## Document text
▽

BLAHOUS: Seven Social Security myths

“The window of opportunity for correction is closing now, if it hasn’t closed already.”

Among public policy issues, Social Security is especially beset by myths and urban legends. These myths inhibit the enactment of legislation necessary to close its substantial financing shortfall. Press, public and policy makers alike would do well to disabuse themselves of the following widely circulated canards.

Myth #1: Social Security is not an entitlement. Social Security is not only an entitlement program, it is the largest and most prototypical federal entitlement program. Virtually any credible glossary of federal budget terminology will point to Social Security as the leading example of an entitlement (specifically, an entitlement is a program in which payments are obligated to beneficiaries according to eligibility criteria set in law, without requiring annual legislation to appropriate funds).

Myth #2: Social Security wouldn’t be in financial trouble if politicians hadn’t stolen and spent its money. Social Security trust fund reserves are by law invested in U.S. Treasury securities, which finance federal government spending. But this phenomenon has nothing do with Social Security’s shortfall. Social Security still owns all that money and earns interest on it. Whenever Social Security tax revenues fall short of its benefit obligations, as they have since 2010, Social Security taps both interest and principal of its trust funds to pay benefits. Social Security’s shortfall exists despite the government’s repaying those funds to Social Security, not because it won’t.

△

## Data supplied

▽

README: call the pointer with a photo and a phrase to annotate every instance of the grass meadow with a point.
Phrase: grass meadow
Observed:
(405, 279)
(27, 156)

△

## Tasks to carry out
A – Transcribe the part of the Social Security myths column from "Among public policy" to "widely circulated canards.".
B – In the Social Security myths column, which groups does the text say would do well to disabuse themselves of the myths?
C – Carry the Social Security myths column further from its last sentence.

## Results in order
A –
Among public policy issues, Social Security is especially beset by myths and urban legends. These myths inhibit the enactment of legislation necessary to close its substantial financing shortfall. Press, public and policy makers alike would do well to disabuse themselves of the following widely circulated canards.

B –
Press
Public
Policy makers

C –
Myth #3: Participants have paid for their benefits. Workers covered by Social Security contribute payroll taxes, which establish an entitlement to benefits for themselves and certain dependents. However, this does not mean they have paid for the full amount of their scheduled benefits. Social Security has a shortfall precisely because in the aggregate, workers have not paid for their benefits: total scheduled benefits well exceed what workers’ tax contributions, plus interest, can finance.

Myth #4: Social Security is solvent until the 2030s, so there is still plenty of time to fix it. How soon Social Security’s trust funds run out, and how soon we must act, are two entirely different things. By the time its trust funds are depleted, annual income and costs will be so far apart that there is no realistic chance of legislation closing the shortfall. The window of opportunity for correction is closing now, if it hasn’t closed already.

Myth #5: Because Social Security is self-financing, it doesn’t add to the federal budget deficit. Since 2010, as Social Security’s costs have exceeded its tax revenue, the federal government has been running larger deficits to fund the payments it owes to Social Security. The fact that the federal budget benefited from Social Security surpluses in the past doesn’t make its ongoing deficit-worsening outlays, during the years it pays Social Security back, any less real.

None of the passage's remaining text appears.